--- Items ---

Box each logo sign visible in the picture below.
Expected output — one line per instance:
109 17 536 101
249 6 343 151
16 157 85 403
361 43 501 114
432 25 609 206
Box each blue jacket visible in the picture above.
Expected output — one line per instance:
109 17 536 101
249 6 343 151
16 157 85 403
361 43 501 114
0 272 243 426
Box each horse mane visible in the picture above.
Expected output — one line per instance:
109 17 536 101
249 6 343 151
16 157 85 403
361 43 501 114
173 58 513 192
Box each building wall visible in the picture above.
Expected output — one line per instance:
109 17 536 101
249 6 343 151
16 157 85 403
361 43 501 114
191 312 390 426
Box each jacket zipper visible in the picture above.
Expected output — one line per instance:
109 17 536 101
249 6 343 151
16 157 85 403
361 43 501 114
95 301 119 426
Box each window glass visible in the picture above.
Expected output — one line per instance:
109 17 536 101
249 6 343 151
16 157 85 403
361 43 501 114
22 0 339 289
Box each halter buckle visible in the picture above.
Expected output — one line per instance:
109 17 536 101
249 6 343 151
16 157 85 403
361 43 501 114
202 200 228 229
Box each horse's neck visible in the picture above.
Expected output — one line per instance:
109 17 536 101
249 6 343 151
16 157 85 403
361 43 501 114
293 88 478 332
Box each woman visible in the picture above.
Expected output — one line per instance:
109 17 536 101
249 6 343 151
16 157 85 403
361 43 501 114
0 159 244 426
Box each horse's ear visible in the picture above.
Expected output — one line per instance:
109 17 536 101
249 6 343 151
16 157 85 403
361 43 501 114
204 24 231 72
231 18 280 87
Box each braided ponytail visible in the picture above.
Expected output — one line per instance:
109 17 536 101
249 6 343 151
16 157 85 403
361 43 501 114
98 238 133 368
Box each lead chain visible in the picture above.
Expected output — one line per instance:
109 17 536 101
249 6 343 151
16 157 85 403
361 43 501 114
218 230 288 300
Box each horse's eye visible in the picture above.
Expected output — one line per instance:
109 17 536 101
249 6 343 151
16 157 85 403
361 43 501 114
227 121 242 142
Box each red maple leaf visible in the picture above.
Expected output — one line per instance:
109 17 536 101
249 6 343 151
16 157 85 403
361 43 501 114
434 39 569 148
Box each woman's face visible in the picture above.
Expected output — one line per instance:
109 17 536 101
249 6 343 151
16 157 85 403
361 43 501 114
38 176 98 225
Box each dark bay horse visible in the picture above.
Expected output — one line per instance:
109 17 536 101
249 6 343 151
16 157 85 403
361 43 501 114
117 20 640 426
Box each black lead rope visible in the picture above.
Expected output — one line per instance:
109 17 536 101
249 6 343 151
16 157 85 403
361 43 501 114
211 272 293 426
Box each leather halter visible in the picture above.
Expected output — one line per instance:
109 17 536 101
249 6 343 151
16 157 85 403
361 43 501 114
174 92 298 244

---

Objective:
Arrange all of the lines above as a numbered list, omitting any blank lines.

Solution to this problem:
1. Box each logo sign visible in the picture below.
2. Expected output — one line per instance:
3. 109 17 536 101
4. 249 6 343 151
5. 16 157 85 403
6. 361 43 501 114
7. 432 25 609 206
8. Box each blue jacket visible in the picture above.
9. Expected output — one line per instance:
10. 109 17 536 101
11. 249 6 343 151
12. 16 157 85 403
13. 361 43 501 114
14. 0 272 243 426
15. Box each horse mane visible in the picture above.
16. Expected output — one line per instance:
17. 109 17 536 101
18. 249 6 343 151
19. 16 157 85 403
20. 361 43 501 114
21. 173 58 513 192
22. Box each building wall visible in the picture above.
23. Expected output — one line per instance:
24. 109 17 536 101
25. 249 6 343 151
26. 16 157 85 403
27. 361 43 501 114
28. 191 312 390 426
29. Box each jacket zipper visible in the picture above.
30. Expected output — one line per instance:
31. 109 17 536 101
32. 249 6 343 151
33. 16 157 85 403
34. 361 43 501 114
35. 95 301 119 426
36. Box each window glass visible in the picture above.
37. Expected output — one line per instance:
38. 109 17 536 101
39. 249 6 343 151
40. 16 157 85 403
41. 361 43 501 114
42. 22 0 339 289
43. Box each halter buckle visible in the picture above.
44. Expected output — one line per instance:
45. 109 17 536 101
46. 249 6 343 151
47. 16 157 85 403
48. 361 43 501 114
49. 202 200 228 229
50. Box each horse's neck visible in the picture above.
51. Expected output — one line per instance:
52. 109 17 536 101
53. 249 6 343 151
54. 16 157 85 403
55. 361 43 501 114
56. 293 88 478 332
57. Box each woman visible in the picture above.
58. Expected output — one line per instance:
59. 109 17 536 101
60. 249 6 343 151
61. 16 157 85 403
62. 361 43 501 114
63. 0 159 244 426
64. Box each horse's ear visible in the picture above.
65. Expected output — one line per instance:
66. 109 17 536 101
67. 249 6 343 151
68. 16 157 85 403
69. 361 43 501 114
70. 204 24 231 72
71. 231 18 280 87
72. Box each braided ponytail visible in the picture above.
73. Expected output — one line per instance:
74. 109 17 536 101
75. 249 6 343 151
76. 16 157 85 403
77. 361 43 501 114
78. 98 238 133 368
79. Box each lead chain visible in the picture above.
80. Expected output — one line per instance:
81. 109 17 536 101
82. 249 6 343 151
83. 16 157 85 403
84. 361 43 501 114
85. 218 230 288 300
86. Box each horse's eye visible in the picture above.
87. Expected output — one line per instance:
88. 109 17 536 101
89. 249 6 343 151
90. 16 157 85 403
91. 361 43 501 114
92. 227 121 242 142
93. Box each red maple leaf visible in the picture above.
94. Expected output — one line per instance:
95. 109 17 536 101
96. 249 6 343 151
97. 16 157 85 403
98. 361 43 501 114
99. 434 39 569 148
100. Box each woman's face visible in the picture above.
101. Expected output — one line per instance:
102. 109 17 536 101
103. 249 6 343 151
104. 16 157 85 403
105. 361 43 501 114
106. 38 176 98 225
107. Box each dark bay horse visible in the picture above.
108. Expected output — one line per instance:
109. 109 17 536 101
110. 249 6 343 151
111. 16 157 85 403
112. 361 43 501 114
113. 117 20 640 426
114. Box each black lead rope visible in the picture above.
115. Expected output — one line per instance:
116. 109 17 536 101
117. 249 6 343 151
118. 16 157 85 403
119. 361 43 501 114
120. 211 272 293 426
121. Box each leather halter visible in the picture above.
122. Expected output — one line per instance:
123. 109 17 536 101
124. 249 6 343 151
125. 16 157 85 403
126. 361 43 501 114
127. 174 92 298 244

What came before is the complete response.